##### INPUT ROWS #####

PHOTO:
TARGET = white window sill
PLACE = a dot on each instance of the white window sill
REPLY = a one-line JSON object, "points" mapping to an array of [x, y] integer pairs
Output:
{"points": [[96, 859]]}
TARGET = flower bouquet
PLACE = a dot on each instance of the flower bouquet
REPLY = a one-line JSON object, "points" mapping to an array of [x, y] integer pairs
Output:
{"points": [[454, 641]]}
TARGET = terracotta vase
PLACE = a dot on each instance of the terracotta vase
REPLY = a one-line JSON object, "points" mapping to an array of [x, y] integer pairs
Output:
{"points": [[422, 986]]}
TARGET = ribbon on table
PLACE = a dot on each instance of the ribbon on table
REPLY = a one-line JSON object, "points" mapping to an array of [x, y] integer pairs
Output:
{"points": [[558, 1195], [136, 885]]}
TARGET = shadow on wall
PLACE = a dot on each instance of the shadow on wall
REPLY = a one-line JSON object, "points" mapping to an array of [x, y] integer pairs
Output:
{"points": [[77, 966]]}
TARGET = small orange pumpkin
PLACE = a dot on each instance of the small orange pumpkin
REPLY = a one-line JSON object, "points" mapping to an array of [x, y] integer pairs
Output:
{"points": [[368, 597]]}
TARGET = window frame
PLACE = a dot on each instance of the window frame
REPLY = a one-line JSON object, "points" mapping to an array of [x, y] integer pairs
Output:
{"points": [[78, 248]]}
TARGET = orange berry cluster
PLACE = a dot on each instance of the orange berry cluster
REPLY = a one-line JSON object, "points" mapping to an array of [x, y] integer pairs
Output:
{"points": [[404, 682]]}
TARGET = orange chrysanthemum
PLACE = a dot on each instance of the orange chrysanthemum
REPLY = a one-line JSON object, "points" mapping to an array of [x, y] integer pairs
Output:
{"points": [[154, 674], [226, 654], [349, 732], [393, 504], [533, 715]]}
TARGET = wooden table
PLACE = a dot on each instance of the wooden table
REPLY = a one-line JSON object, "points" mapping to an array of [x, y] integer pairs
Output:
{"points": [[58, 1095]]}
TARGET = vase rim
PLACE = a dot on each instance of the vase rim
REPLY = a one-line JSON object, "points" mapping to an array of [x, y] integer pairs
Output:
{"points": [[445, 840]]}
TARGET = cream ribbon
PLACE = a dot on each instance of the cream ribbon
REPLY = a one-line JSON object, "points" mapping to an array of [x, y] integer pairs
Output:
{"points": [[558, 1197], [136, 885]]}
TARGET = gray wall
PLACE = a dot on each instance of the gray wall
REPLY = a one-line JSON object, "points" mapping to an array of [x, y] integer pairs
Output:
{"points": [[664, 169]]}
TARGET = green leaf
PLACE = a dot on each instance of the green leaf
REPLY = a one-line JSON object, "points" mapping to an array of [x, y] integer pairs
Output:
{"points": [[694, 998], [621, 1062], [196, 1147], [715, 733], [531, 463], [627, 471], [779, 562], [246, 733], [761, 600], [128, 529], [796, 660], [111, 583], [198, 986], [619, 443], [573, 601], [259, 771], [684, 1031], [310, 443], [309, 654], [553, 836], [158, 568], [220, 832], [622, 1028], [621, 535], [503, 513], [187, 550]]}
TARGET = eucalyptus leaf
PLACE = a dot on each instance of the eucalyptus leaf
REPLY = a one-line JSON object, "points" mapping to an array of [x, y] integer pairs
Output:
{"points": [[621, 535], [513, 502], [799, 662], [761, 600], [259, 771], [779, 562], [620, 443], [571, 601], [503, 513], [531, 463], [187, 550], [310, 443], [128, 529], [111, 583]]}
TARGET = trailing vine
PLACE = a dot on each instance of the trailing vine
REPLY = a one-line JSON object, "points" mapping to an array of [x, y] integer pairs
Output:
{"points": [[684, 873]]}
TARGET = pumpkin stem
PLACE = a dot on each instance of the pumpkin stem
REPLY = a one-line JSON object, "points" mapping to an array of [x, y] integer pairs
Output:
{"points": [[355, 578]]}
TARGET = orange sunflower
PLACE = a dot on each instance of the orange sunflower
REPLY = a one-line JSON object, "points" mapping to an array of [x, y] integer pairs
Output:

#####

● **AIM**
Convert every one of the rows above into a JSON list of strings, with one string for each line and no blank lines.

● **TASK SOLUTION**
[
  "PHOTO:",
  "TARGET = white window sill",
  "PLACE = a dot on each instance of the white window sill",
  "REPLY = a one-line JSON object, \"points\" mapping to an array of [x, y] integer pairs",
  "Output:",
  "{\"points\": [[96, 859]]}",
  "TARGET = flower bouquet",
  "PLACE = a dot on each instance of the flower bouquet",
  "REPLY = a one-line JSON object, \"points\" mapping to an array of [x, y] integer pairs",
  "Output:",
  "{\"points\": [[454, 641]]}",
  "TARGET = terracotta vase",
  "PLACE = a dot on each instance of the terracotta vase",
  "REPLY = a one-line JSON object, \"points\" mapping to an array of [x, y] integer pairs",
  "Output:",
  "{\"points\": [[422, 986]]}",
  "TARGET = ribbon on table",
  "PLACE = a dot on each instance of the ribbon on table",
  "REPLY = a one-line JSON object, \"points\" mapping to an array of [x, y] integer pairs",
  "Output:",
  "{\"points\": [[558, 1195], [136, 885]]}",
  "TARGET = shadow on wall",
  "PLACE = a dot on each instance of the shadow on wall",
  "REPLY = a one-line JSON object, \"points\" mapping to an array of [x, y] integer pairs",
  "Output:",
  "{\"points\": [[77, 966]]}",
  "TARGET = small orange pumpkin",
  "PLACE = a dot on each instance of the small orange pumpkin",
  "REPLY = a one-line JSON object, \"points\" mapping to an array of [x, y] integer pairs",
  "Output:",
  "{\"points\": [[368, 597]]}",
  "TARGET = window frame",
  "PLACE = a dot on each instance of the window frame",
  "REPLY = a one-line JSON object, \"points\" mapping to an array of [x, y] integer pairs",
  "Output:",
  "{\"points\": [[78, 248]]}",
  "TARGET = orange berry cluster",
  "PLACE = a dot on each instance of the orange berry cluster",
  "REPLY = a one-line JSON object, \"points\" mapping to an array of [x, y] integer pairs",
  "Output:",
  "{\"points\": [[404, 682]]}",
  "TARGET = orange chrysanthemum",
  "PLACE = a dot on each instance of the orange chrysanthemum",
  "REPLY = a one-line JSON object, \"points\" mapping to an array of [x, y] integer pairs",
  "Output:",
  "{\"points\": [[154, 674], [226, 654], [349, 732], [393, 504], [533, 715]]}",
  "TARGET = wooden table",
  "PLACE = a dot on each instance of the wooden table",
  "REPLY = a one-line JSON object, \"points\" mapping to an array of [x, y] integer pairs",
  "Output:",
  "{\"points\": [[58, 1095]]}",
  "TARGET = vase rim",
  "PLACE = a dot on each instance of the vase rim",
  "REPLY = a one-line JSON object, \"points\" mapping to an array of [x, y] integer pairs",
  "Output:",
  "{\"points\": [[445, 840]]}",
  "TARGET = cream ribbon",
  "PLACE = a dot on each instance of the cream ribbon",
  "REPLY = a one-line JSON object, \"points\" mapping to an array of [x, y] integer pairs",
  "Output:",
  "{\"points\": [[558, 1197], [136, 885]]}",
  "TARGET = gray wall",
  "PLACE = a dot on each instance of the gray wall",
  "REPLY = a one-line JSON object, \"points\" mapping to an array of [x, y] integer pairs",
  "Output:",
  "{\"points\": [[664, 169]]}",
  "TARGET = green leaf",
  "PLACE = a dot on each instance of the green leaf",
  "REPLY = a one-line JSON object, \"points\" mapping to an array of [x, y] integer pairs",
  "Output:",
  "{\"points\": [[694, 998], [621, 1062], [196, 1147], [715, 733], [531, 463], [627, 471], [779, 562], [246, 733], [761, 600], [128, 529], [796, 660], [111, 583], [198, 986], [619, 443], [573, 601], [259, 771], [684, 1031], [310, 443], [309, 654], [553, 836], [158, 568], [220, 832], [622, 1028], [621, 535], [503, 513], [187, 550]]}",
  "TARGET = eucalyptus leaf",
  "PLACE = a dot on each instance of the eucalyptus leaf",
  "REPLY = a one-line JSON object, \"points\" mapping to an array of [x, y] integer pairs",
  "Output:",
  "{\"points\": [[621, 535], [513, 502], [799, 662], [761, 600], [259, 771], [779, 562], [620, 443], [571, 601], [503, 513], [531, 463], [187, 550], [310, 443], [128, 529], [111, 583]]}",
  "TARGET = trailing vine",
  "PLACE = a dot on each instance of the trailing vine",
  "REPLY = a one-line JSON object, \"points\" mapping to an array of [x, y] integer pairs",
  "Output:",
  "{\"points\": [[684, 873]]}",
  "TARGET = pumpkin stem",
  "PLACE = a dot on each instance of the pumpkin stem",
  "REPLY = a one-line JSON object, \"points\" mapping to an array of [x, y] integer pairs",
  "Output:",
  "{\"points\": [[355, 578]]}",
  "TARGET = orange sunflower",
  "PLACE = a dot on each instance of the orange sunflower",
  "REPLY = a one-line JSON object, \"points\" mapping to an array of [x, y] integer pairs",
  "Output:"
]